▶ _Exercise brief_
Edit the lines below by replacing each "dot" with "marker". Leave everything else as it is.

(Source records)
········

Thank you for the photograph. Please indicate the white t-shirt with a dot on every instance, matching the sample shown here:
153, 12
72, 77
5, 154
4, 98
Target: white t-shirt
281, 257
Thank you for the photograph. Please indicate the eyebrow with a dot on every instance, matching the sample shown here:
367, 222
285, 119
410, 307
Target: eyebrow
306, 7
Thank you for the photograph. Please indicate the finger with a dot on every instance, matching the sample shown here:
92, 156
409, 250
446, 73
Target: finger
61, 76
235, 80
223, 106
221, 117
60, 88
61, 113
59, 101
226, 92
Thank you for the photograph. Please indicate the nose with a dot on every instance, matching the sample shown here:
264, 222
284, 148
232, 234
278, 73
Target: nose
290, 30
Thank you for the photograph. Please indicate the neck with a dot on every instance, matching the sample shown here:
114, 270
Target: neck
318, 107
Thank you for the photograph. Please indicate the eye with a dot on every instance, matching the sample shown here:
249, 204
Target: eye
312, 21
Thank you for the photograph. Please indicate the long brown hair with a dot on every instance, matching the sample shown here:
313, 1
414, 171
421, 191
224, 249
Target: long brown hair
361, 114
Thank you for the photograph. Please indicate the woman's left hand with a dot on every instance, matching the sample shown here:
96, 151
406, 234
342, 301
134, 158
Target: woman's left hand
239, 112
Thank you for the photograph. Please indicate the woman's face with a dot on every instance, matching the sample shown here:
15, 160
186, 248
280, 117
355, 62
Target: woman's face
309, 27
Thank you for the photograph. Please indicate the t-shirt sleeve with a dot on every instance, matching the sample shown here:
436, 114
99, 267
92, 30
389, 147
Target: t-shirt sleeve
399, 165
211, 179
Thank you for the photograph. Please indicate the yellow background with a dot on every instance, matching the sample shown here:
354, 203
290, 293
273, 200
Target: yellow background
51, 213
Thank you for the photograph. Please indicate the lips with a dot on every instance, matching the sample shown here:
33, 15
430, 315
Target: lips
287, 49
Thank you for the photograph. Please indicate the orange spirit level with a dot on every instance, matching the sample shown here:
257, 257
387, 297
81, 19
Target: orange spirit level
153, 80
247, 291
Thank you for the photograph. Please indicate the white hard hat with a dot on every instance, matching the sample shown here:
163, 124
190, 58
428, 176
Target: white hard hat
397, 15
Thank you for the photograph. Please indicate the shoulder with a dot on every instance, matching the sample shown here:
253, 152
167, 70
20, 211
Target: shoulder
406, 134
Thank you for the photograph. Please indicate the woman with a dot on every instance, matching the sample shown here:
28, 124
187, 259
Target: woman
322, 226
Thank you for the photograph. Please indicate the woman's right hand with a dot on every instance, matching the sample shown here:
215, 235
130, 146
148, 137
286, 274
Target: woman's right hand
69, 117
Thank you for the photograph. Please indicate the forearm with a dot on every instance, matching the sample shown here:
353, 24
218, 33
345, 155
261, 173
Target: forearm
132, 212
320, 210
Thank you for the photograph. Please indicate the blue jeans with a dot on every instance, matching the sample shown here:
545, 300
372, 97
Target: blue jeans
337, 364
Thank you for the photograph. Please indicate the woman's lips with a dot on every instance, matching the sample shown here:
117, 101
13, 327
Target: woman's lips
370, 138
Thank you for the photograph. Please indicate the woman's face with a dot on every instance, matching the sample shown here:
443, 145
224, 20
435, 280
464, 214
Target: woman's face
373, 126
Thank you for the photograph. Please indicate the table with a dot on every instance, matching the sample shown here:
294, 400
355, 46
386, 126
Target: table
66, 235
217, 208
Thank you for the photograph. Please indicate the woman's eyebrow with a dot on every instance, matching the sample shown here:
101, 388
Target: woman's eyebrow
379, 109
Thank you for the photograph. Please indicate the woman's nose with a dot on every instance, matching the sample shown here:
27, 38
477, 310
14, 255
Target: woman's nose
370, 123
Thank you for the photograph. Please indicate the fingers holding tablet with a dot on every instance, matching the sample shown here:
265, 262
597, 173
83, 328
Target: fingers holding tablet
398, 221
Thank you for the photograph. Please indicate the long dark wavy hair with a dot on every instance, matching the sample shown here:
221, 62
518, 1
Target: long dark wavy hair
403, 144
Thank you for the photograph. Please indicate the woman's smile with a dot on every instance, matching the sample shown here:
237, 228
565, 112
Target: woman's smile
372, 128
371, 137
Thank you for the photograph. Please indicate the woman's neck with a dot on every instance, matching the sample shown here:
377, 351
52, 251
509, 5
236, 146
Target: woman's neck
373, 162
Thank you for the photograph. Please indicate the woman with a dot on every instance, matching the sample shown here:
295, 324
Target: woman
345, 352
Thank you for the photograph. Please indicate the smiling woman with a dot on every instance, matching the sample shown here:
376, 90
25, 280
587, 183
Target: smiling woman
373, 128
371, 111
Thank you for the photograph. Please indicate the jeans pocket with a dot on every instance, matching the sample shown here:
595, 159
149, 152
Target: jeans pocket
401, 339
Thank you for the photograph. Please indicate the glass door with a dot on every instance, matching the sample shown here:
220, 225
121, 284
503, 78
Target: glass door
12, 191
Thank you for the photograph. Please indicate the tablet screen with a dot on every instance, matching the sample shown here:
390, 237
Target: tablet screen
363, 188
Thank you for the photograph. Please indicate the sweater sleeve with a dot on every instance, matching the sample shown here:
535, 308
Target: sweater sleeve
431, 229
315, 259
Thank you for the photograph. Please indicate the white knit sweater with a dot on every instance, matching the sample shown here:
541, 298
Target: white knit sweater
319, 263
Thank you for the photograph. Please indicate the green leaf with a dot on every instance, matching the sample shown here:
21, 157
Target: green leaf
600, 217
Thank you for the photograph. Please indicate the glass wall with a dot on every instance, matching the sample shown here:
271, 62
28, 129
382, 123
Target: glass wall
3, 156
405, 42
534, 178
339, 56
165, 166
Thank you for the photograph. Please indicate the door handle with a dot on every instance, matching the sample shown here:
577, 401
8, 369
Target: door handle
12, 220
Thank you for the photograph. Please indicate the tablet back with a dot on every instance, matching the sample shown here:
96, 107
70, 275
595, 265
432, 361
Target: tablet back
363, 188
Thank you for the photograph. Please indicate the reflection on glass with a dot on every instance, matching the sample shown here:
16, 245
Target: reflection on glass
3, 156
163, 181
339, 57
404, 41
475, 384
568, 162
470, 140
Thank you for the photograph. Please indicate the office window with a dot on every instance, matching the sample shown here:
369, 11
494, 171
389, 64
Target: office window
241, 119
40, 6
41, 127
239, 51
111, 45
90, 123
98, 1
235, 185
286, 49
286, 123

········

▶ _The result_
Thank you for the photograph. Please indicate the white t-shirt with a marker on every instance, matching the sample shown here:
153, 12
72, 77
5, 154
4, 98
Target: white t-shirt
281, 257
Thank you for the photograph. Please indicate the eyebrow with a marker on every instance, matching the sample shown here:
367, 222
285, 119
410, 307
Target: eyebrow
306, 7
Thank you for the photograph. Please indicate the finger with a marker on every instance, matching the sample shown here:
92, 156
409, 250
446, 73
Target: finger
61, 76
235, 80
223, 106
221, 117
60, 88
61, 113
59, 101
226, 92
Thank you for the photograph. Please indicate the nose with a marker on every instance, matching the sample shown here:
264, 222
284, 148
232, 234
278, 73
Target: nose
290, 30
Thank you for the photograph. Please indicate the neck with a marker on every instance, matching the sample shown here:
114, 270
Target: neck
318, 107
Thank you for the photograph. Please indicate the eye with a marker on every instance, matching the sample shown here:
249, 204
Target: eye
312, 21
Thank you for the photograph. Please indicate the long brown hair with a marker on every instance, matching the sample shown here:
313, 1
414, 171
421, 191
224, 249
Target: long brown hair
361, 114
Thank you for the photograph. Please indicate the woman's left hand with a marker on every instance, matching the sample shown here:
96, 151
406, 234
342, 301
134, 158
Target: woman's left hand
239, 112
Thank you for the photograph. Please indicate the woman's face with a marker on every instance, matching the sample shown here:
15, 160
186, 248
280, 117
355, 62
Target: woman's face
309, 27
Thank you for the photograph. Please indicate the t-shirt sleeve with a marker on every instance, matching the sample shown here:
436, 114
99, 267
92, 30
389, 147
Target: t-shirt sleeve
399, 165
211, 179
Thank you for the photograph. Please indicate the yellow background with a marker on every instance, matching the sample shown here:
354, 203
290, 293
273, 200
Target: yellow background
51, 213
Thank you for the photograph. Please indicate the lips with a marker on every instance, matching the sample shown here:
33, 15
430, 315
Target: lips
287, 49
Thank you for the photograph. Please indicate the orange spirit level with a marker on every instance, matching the sample shown here:
257, 257
387, 297
81, 19
Target: orange spirit level
153, 80
247, 291
Thank you for the photograph. Please indicate the white hard hat with a marker on every instance, matching the sample shown here:
163, 124
190, 58
428, 176
Target: white hard hat
397, 15
Thank you for the photograph. Please indicate the shoulder with a marker on every instance, matching the sample shown here:
253, 152
167, 70
20, 211
Target: shoulder
406, 134
Thank you for the photograph. Please indicate the woman with a marker on every instance, matching the sample shown here:
28, 124
187, 259
Target: woman
322, 226
Thank you for the photograph. Please indicate the woman's right hand with a marker on every instance, matching the sample shown here:
215, 235
130, 146
148, 137
286, 274
Target: woman's right hand
69, 117
Thank you for the photograph. Please indicate the forearm with a marker on every instance, matching the sample shown here:
353, 24
218, 33
345, 155
261, 173
Target: forearm
132, 212
320, 210
Thank you for the photograph. Please indicate the blue jeans with a marker on every instance, matching the sample shown here:
545, 300
372, 97
Target: blue jeans
337, 364
Thank you for the photograph. Please indicate the woman's lips with a marker on every instance, matching the sample shown here:
117, 101
13, 327
Target: woman's lips
370, 138
Thank you for the photograph. Please indicate the woman's face with a marker on every instance, matching the sample shown here:
443, 145
224, 20
435, 280
464, 214
Target: woman's face
373, 126
Thank you for the photograph. Please indicate the table with a marker on every instance, matching the sample shown here:
294, 400
355, 46
386, 126
Target: table
66, 235
217, 208
Thank you for the photograph. Please indicate the woman's eyebrow with a marker on every instance, matching the sample shown here:
101, 388
Target: woman's eyebrow
379, 109
Thank you for the photograph. Please indicate the woman's nose with a marker on every instance, matching the sample shown here:
27, 38
477, 310
14, 255
Target: woman's nose
370, 123
Thank you for the photograph. Please indicate the fingers holding tablet with a marker on every instance, matching the sample shown here:
265, 262
597, 173
83, 328
Target: fingers holding tablet
398, 221
Thank you for the photograph. Please indicate the long dark wavy hair with a marker on every instance, matching the sample shown here:
221, 62
518, 1
Target: long dark wavy hair
403, 144
Thank you for the photograph. Please indicate the woman's smile with a marker on every instance, matching the sample shown here:
237, 228
565, 112
Target: woman's smile
372, 128
371, 137
Thank you for the photograph. Please indicate the woman's neck with a marker on every instance, matching the sample shown here:
377, 351
52, 251
509, 5
236, 146
Target: woman's neck
373, 162
Thank you for the photograph. Please indicate the woman with a marker on every instance, matching the sample shown here:
295, 324
Target: woman
345, 352
Thank you for the photograph. Please indicate the smiling woman with a marker on every instance, matching the sample shown here:
376, 90
25, 280
587, 183
Target: smiling woman
373, 128
371, 111
Thank you for the photograph. Please indicate the jeans pocket with a marker on every instance, matching the sample shown here:
595, 159
149, 152
Target: jeans pocket
401, 339
Thank you for the photograph. Please indicate the glass door with a marker on every instance, matching the sample shown here:
220, 225
121, 284
503, 78
Target: glass door
12, 191
Thank you for the photograph. Please indicate the tablet screen with a marker on every instance, matching the sample shown here:
390, 237
Target: tablet screen
363, 188
Thank you for the photograph. Please indicate the sweater sleeve with a marker on every instance, matching the sample shown here:
535, 308
Target: sweater sleeve
431, 229
315, 259
Thank you for the photograph. Please indicate the white knit sweater with a marker on every instance, matching the sample shown here:
541, 298
Target: white knit sweater
319, 263
Thank you for the photograph. Please indicate the green leaf with a marker on every instance, matching the sample shown here:
21, 157
Target: green leaf
600, 217
Thank you for the photograph. Please indicate the glass wall with a marker on every instance, matching the sample shown here:
271, 62
28, 129
382, 123
Target: glass wall
3, 156
405, 42
534, 178
339, 56
165, 166
Thank you for the photograph. Please indicate the door handle with a marker on every instance, matching the sample shown here:
577, 401
8, 369
Target: door handle
12, 220
Thank you for the photograph. Please indicate the tablet back with a marker on every instance, matching the sample shown here:
96, 107
70, 275
595, 265
432, 361
Target: tablet back
363, 188
Thank you for the photograph. Please indicate the reflection on glass with a marker on every instance, matching the sample shown here:
16, 245
Target: reflection on glass
3, 156
163, 181
339, 57
404, 41
475, 384
568, 162
470, 140
Thank you for the photograph. Please indicate the office window with a marker on every instance, matching the sample shown here:
369, 11
494, 171
389, 64
Target: office window
241, 119
40, 6
41, 127
239, 51
111, 45
90, 123
98, 1
235, 185
286, 49
286, 123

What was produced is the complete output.